* _Requirement 1_
Reproduce the passage of the article about the St. Petersburg subway bombing investigation that runs from "Federal Investigative Committee" up to and including "suspected suicide bomber.", copying it word for word.
* _Requirement 2_
Continue the article about the St. Petersburg subway bombing investigation, starting right after its final sentence.

* _Text provided_
Russian investigators have searched a St. Petersburg apartment where a number of citizens of unspecified Central Asian countries who reportedly had been in contact with subway bombing suspect Akbarjon Jalilov lived.
Federal Investigative Committee spokeswoman Svetlana Petrenko on April 6 said six people were detained in St. Petersburg and two were being held in Moscow in connection with the April 3 bombing that killed 14 people, including the suspected suicide bomber.
The names and nationalities of the detainees were not made public.
A committee statement said security forces had searched a St. Petersburg apartment where the men were living and seized a bomb, firearms, and ammunition. The bomb, it said, was "identical" to one that was found at the Ploshchad Vosstania metro station on the day of the deadly attack.
The investigation into the blast, which also injured 50 people, continued as thousands gathered in officially sanctioned events in St. Petersburg, Moscow, and other cities to remember the victims.
WATCH: Muscovites Show Solidarity With St. Petersburg After Attack
There has been no claim of responsibility for the blast.
However, the Investigative Committee on April 4 said it had determined that Jalilov, 22, set off a bomb that exploded on a subway train between two stations in central St. Petersburg and that his remains were found at the scene.
Traces of his DNA were also found on a bag containing the bomb that was successfully defused at the Ploshchad Vosstania station, investigators said.
Jalilov was an ethnic Uzbek who was born in Kyrgyzstan and held Russian citizenship.

* _Data for review_
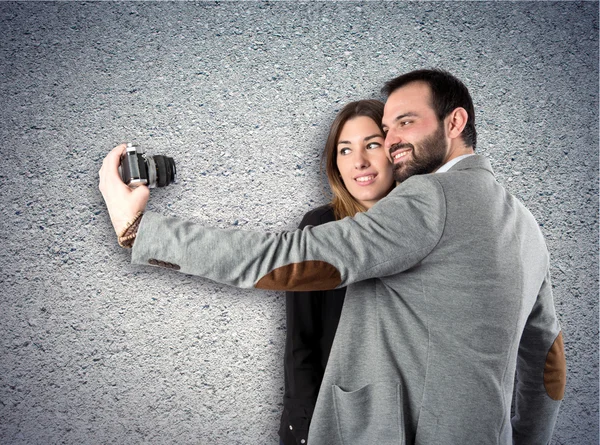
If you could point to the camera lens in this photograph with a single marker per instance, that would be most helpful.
(165, 170)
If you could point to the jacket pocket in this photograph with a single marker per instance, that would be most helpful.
(370, 415)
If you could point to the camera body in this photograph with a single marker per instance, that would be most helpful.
(137, 168)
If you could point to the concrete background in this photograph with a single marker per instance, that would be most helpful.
(95, 350)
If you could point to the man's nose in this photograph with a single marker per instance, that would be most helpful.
(391, 138)
(360, 160)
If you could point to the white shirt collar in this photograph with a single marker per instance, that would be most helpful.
(448, 165)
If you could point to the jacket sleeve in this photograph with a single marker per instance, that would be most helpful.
(541, 373)
(394, 235)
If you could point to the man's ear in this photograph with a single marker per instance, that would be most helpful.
(456, 122)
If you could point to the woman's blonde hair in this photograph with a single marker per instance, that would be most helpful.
(343, 203)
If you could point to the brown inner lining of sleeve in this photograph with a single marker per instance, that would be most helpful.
(304, 276)
(555, 370)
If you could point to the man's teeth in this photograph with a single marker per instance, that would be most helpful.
(365, 178)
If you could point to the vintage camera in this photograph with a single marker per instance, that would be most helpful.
(138, 168)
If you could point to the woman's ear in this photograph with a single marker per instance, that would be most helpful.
(456, 122)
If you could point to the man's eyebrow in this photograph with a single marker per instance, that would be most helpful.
(402, 116)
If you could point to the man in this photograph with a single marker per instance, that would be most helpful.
(449, 291)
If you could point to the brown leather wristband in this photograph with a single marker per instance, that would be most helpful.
(127, 236)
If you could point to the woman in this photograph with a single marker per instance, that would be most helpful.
(359, 174)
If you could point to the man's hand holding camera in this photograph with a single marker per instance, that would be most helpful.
(122, 202)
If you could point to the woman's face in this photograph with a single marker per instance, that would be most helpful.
(362, 161)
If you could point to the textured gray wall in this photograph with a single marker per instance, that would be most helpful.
(95, 350)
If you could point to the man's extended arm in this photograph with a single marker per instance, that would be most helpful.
(541, 373)
(393, 236)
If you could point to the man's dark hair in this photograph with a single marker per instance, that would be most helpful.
(447, 94)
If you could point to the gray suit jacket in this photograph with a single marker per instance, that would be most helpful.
(448, 295)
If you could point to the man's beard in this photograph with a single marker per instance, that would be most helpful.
(432, 151)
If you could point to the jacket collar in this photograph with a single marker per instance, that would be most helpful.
(470, 162)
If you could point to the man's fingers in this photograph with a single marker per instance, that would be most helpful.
(110, 165)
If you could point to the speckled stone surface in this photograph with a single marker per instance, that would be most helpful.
(94, 350)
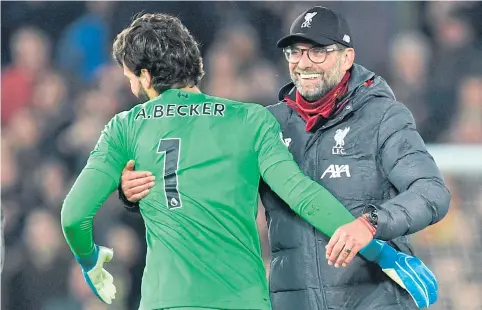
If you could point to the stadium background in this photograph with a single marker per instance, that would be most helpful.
(59, 87)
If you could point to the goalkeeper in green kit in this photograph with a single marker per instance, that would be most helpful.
(208, 155)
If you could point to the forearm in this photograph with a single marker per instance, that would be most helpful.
(308, 199)
(89, 192)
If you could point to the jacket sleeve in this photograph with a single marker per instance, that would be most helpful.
(423, 199)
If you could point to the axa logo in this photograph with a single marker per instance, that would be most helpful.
(336, 171)
(339, 148)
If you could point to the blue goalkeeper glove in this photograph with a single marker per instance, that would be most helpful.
(407, 271)
(100, 281)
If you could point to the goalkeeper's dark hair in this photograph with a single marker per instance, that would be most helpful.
(162, 45)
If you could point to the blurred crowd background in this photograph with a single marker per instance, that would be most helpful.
(59, 87)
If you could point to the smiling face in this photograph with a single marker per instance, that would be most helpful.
(314, 80)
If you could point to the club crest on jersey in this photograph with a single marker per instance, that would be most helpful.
(339, 148)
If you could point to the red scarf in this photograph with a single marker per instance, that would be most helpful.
(312, 111)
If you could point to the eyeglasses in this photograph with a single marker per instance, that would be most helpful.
(316, 54)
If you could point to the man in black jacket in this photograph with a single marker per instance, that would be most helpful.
(346, 130)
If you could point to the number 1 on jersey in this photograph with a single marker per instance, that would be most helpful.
(171, 149)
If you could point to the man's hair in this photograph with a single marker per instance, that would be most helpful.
(162, 45)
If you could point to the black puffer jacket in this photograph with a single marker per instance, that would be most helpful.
(369, 153)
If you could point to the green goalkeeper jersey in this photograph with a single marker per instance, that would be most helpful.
(207, 155)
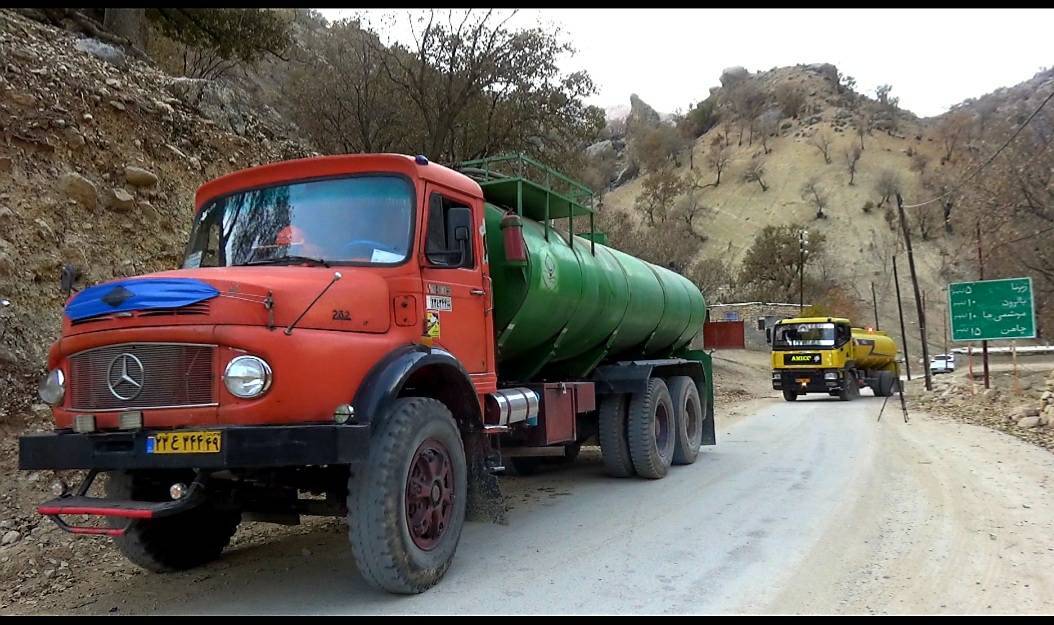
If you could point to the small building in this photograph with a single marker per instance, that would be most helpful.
(744, 325)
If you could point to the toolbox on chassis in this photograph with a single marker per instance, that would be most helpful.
(368, 336)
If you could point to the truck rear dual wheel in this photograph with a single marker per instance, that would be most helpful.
(612, 435)
(406, 507)
(175, 543)
(689, 414)
(651, 430)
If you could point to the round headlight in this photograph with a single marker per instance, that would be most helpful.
(52, 388)
(247, 376)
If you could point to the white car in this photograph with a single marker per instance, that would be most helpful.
(942, 364)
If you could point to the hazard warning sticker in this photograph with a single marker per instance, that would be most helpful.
(440, 304)
(432, 325)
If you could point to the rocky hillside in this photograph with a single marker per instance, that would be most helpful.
(100, 155)
(856, 222)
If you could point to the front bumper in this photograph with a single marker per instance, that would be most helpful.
(240, 447)
(815, 382)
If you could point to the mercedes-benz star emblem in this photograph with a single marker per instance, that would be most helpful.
(125, 376)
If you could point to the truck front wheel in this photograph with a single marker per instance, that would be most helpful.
(171, 543)
(651, 430)
(851, 389)
(406, 507)
(613, 443)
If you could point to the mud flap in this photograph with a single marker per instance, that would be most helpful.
(485, 501)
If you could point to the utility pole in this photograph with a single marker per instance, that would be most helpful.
(802, 242)
(947, 313)
(900, 310)
(918, 296)
(980, 270)
(874, 301)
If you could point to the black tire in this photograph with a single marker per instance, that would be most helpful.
(851, 389)
(611, 433)
(386, 551)
(651, 429)
(175, 543)
(689, 414)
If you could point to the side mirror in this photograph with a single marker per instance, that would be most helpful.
(67, 278)
(460, 225)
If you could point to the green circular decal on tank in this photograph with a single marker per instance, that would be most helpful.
(548, 271)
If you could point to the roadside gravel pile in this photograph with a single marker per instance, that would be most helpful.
(1026, 412)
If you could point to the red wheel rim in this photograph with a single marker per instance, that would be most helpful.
(429, 494)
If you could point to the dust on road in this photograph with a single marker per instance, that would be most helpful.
(806, 507)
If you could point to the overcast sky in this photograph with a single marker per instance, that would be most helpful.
(933, 58)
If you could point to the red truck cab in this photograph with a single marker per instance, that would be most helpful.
(313, 295)
(329, 348)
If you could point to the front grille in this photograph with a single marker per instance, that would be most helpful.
(142, 375)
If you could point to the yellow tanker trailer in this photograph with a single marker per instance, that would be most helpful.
(828, 355)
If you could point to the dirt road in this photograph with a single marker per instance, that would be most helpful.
(802, 507)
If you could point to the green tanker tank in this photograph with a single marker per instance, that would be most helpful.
(566, 305)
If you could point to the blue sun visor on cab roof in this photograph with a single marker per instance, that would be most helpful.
(137, 294)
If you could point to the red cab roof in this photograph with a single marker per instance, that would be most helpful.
(320, 167)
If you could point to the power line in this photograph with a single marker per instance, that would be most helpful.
(991, 158)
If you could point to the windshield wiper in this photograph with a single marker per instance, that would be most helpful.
(289, 259)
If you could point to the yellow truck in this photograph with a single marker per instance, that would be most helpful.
(828, 355)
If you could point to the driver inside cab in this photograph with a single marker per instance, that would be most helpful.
(294, 241)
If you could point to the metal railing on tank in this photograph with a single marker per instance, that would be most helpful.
(535, 191)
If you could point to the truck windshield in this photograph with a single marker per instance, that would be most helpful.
(359, 219)
(804, 335)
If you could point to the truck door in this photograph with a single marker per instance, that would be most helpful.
(456, 298)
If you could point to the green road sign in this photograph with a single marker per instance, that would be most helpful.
(991, 310)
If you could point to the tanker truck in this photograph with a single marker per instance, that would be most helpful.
(372, 337)
(828, 355)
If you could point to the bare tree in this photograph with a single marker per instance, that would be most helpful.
(919, 162)
(756, 172)
(688, 208)
(853, 154)
(718, 157)
(792, 99)
(822, 142)
(814, 193)
(951, 131)
(658, 193)
(861, 123)
(768, 125)
(887, 184)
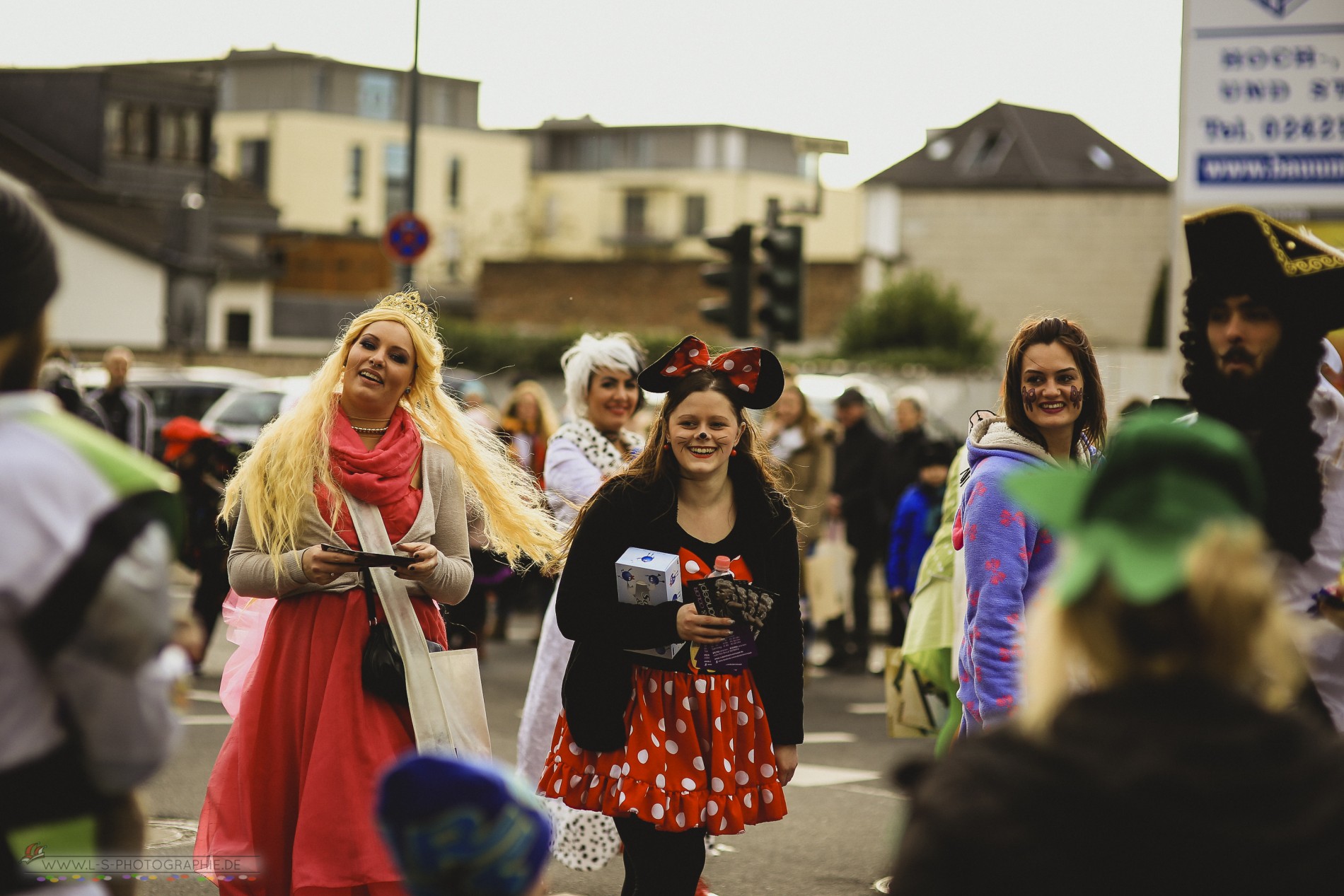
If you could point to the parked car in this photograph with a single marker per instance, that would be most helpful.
(175, 391)
(242, 412)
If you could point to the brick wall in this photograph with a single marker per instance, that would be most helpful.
(635, 294)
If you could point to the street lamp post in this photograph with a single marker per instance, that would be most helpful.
(413, 141)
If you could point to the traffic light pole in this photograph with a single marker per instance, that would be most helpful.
(413, 139)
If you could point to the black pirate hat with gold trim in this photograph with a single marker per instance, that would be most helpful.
(1238, 249)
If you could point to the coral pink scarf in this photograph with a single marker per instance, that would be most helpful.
(381, 476)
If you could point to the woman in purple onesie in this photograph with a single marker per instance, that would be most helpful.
(1054, 412)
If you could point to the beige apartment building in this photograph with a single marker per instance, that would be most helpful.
(656, 190)
(618, 219)
(1026, 211)
(327, 140)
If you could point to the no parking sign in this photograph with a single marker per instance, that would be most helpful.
(406, 237)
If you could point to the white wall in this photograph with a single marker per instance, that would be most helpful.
(249, 296)
(107, 296)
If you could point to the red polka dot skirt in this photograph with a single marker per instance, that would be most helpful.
(698, 755)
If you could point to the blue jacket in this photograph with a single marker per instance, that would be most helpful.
(913, 525)
(1008, 557)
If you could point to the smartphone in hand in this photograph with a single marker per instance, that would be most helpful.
(369, 559)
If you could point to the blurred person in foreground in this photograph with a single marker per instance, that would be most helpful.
(1261, 298)
(603, 394)
(58, 376)
(127, 409)
(296, 778)
(83, 600)
(463, 829)
(859, 497)
(203, 462)
(913, 525)
(1054, 414)
(1152, 755)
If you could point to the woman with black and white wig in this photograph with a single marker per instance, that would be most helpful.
(601, 397)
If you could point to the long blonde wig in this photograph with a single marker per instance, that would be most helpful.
(276, 479)
(1227, 625)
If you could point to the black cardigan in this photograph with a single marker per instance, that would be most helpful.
(624, 515)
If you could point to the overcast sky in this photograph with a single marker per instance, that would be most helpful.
(875, 73)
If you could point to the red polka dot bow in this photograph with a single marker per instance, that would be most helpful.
(741, 364)
(754, 371)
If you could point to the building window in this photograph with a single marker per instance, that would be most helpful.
(191, 131)
(376, 95)
(636, 206)
(137, 137)
(355, 185)
(694, 223)
(395, 173)
(255, 163)
(238, 330)
(170, 134)
(115, 128)
(455, 182)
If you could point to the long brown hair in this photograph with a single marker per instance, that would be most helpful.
(1043, 331)
(751, 469)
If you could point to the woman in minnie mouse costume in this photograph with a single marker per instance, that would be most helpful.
(670, 750)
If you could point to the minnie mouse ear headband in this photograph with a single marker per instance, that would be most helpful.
(753, 371)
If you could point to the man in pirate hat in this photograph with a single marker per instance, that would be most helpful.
(1261, 297)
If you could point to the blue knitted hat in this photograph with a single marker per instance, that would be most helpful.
(461, 828)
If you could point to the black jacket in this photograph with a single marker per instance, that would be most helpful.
(862, 485)
(624, 515)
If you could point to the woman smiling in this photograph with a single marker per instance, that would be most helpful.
(1054, 412)
(676, 747)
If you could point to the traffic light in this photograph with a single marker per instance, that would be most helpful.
(782, 281)
(734, 277)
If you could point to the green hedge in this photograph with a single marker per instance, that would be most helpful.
(915, 321)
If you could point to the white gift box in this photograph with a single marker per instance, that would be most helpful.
(649, 578)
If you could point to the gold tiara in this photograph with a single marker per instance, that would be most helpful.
(410, 304)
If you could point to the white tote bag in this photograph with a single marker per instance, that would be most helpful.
(448, 704)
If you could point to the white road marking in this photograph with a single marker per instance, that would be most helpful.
(869, 709)
(809, 775)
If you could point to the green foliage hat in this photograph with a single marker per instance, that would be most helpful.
(1135, 518)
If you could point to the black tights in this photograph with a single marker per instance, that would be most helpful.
(660, 863)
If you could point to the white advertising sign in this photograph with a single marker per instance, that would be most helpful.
(1263, 104)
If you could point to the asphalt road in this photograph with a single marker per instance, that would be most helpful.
(838, 837)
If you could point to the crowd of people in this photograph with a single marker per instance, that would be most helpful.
(1136, 629)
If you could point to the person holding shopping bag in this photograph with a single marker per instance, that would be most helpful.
(690, 742)
(374, 440)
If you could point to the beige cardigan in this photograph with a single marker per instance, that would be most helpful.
(441, 521)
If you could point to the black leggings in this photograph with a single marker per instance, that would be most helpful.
(660, 863)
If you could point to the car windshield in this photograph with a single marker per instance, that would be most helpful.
(250, 409)
(182, 400)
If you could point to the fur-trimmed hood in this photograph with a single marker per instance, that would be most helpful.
(994, 437)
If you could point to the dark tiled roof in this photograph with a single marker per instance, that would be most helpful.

* _Answer 1_
Federal Investigative Committee spokeswoman Svetlana Petrenko on April 6 said six people were detained in St. Petersburg and two were being held in Moscow in connection with the April 3 bombing that killed 14 people, including the suspected suicide bomber.

* _Answer 2_
Authorities are also investigating any links between the bombing and the Islamic State (IS) extremist group, which has claimed responsibility for several deadly attacks in the Middle East and Europe.
IS on April 6 claimed responsibility for a separate attack this week that killed two Russian traffic-police officers in the southern city of Astrakhan.
Meanwhile, people clutching flowers and white balloons gathered outside St. Petersburg's Tekhnologichesky Institut subway station, near where the train was traveling when the bomb exploded.
"I came to show that we will not be frightened," Valentina Zlobina, 48, told the AFP news agency. "We will become even more united in this tragedy."
The first funeral for a victim of the blast was held outside of St. Petersburg on April 6.
About 50 people gathered to mourn the death of 50-year-old puppet maker Irina Medyantseva. She was on the subway train with her daughter, Yelena, who is recovering in a hospital.
"We had just bought a flat near here in a beautiful building. Our daughters were doing well, and then this happened," her husband, Aleksandr Kaminsky, told AFP.